The current federal election has highlighted for me the difficulty of having a truly informative debate about health care in Canada. Of course some of the difficulty derives from the nature of politics, and of the media, but even this is made worse by a lack of clarity about the nature of Medicare in Canada, and foundational legislation like the Canada Health Act. This lack of clarity makes it easier for some politicians to mislead Canadians about their real positions, and may even cause Medicare friendly politicians to unintentionally obscure the issues.
From 1980 to 1984 I was the NDP Health Critic in the House of Commons. As such, I had a role in both pressuring the Liberals to bring forward the Canada Health Act, and in the study of it after it was introduced, by what was then called the Standing Committee on National Health and Welfare. With this history in mind, I offer the following reflection.
The Canada Health Act (CHA) Is the federal legislation that governs Canada’s publicly funded health care insurance, otherwise referred to as Medicare. The key word is insurance. The CHA does not require that medical and hospital services be delivered by public or non-profit providers. It only requires that however insured services are provided, by the public or private sector, that the cost of those services be covered by provinces without financial barriers, and particularly without direct charges at the point of service for such services.
Over the years, Canadians who prefer not only public insurance for health services, but also publicly owned delivery of health services, have often conflated the two in a well meaning attempt, arguably in keeping with the spirit if not the letter of the CHA, to promote public sector delivery, and to discourage any enlarging of the role that the for-profit private sector already plays in the delivery of publicly insured services.
The challenge with this approach arises sometimes when there is a debate about Medicare. Conservative Leader Erin O’Toole repeatedly says he supports the Canada Health Act. The problem is that to the extent that Canadians have accepted the conflation of public insurance of health services and public delivery of health services, they can be falsely re-assured about Tory intentions.

★ ★ ★ ★ ★

▶ REQUIREMENT
Continue the text on the Canada Health Act, starting after its last sentence. The lines after this text are not needed for the task.

▶ GIVEN INFORMATION
★ ★ ★ ★ ★

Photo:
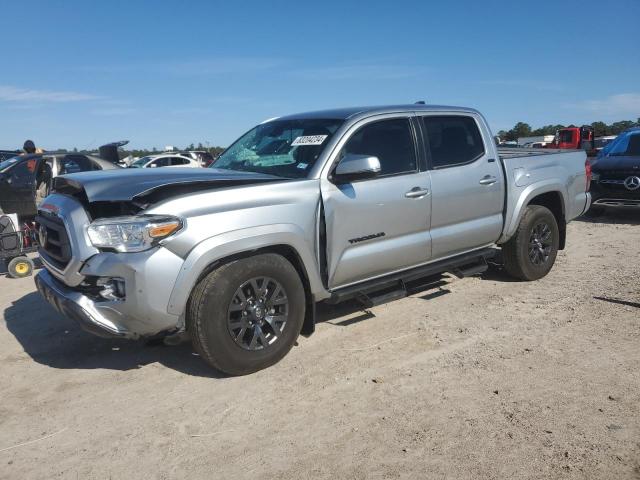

★ ★ ★ ★ ★

▶ RESPONSE BOX
For better or worse, mostly worse, there is lots of room within the CHA for expanding the privatization of the delivery of health care services that at present are publicly delivered. Which is what it seems Erin O’Toole is talking about when he touts innovations and partnerships in health care delivery, while confessing his support for the Canada Health Act. If he is elected, It is a promise he might even keep, because he no doubt knows, unlike those who conflate insurance and delivery, that the Canada Health Act doesn’t actually stand in his way. Only Canadians who wish the profit motive to be less rather than more entangled with the delivery of health care can do that.
Finally, to those of us who might be thinking that if the Canada Health Act permits the private for-profit delivery of health care services, then what’s the problem with more of it. This is where the threat of a two tier health care system enters the argument. This is because the more privatization there is, the more the infrastructure for a two tier health care system is put in place. It’s important not to let our publicly funded health care insurance plan finance its replacement by creating the infrastructure for two health care tiers, one for the general public, and a private one for those who can afford it. For those who would ultimately like to see such a system, privatizing more of the delivery of the health services in the current single public tier could well be an important step along the way.
Bill Blaikie is a former MLA and MP from Winnipeg and is a board member of the Broadbent Institute.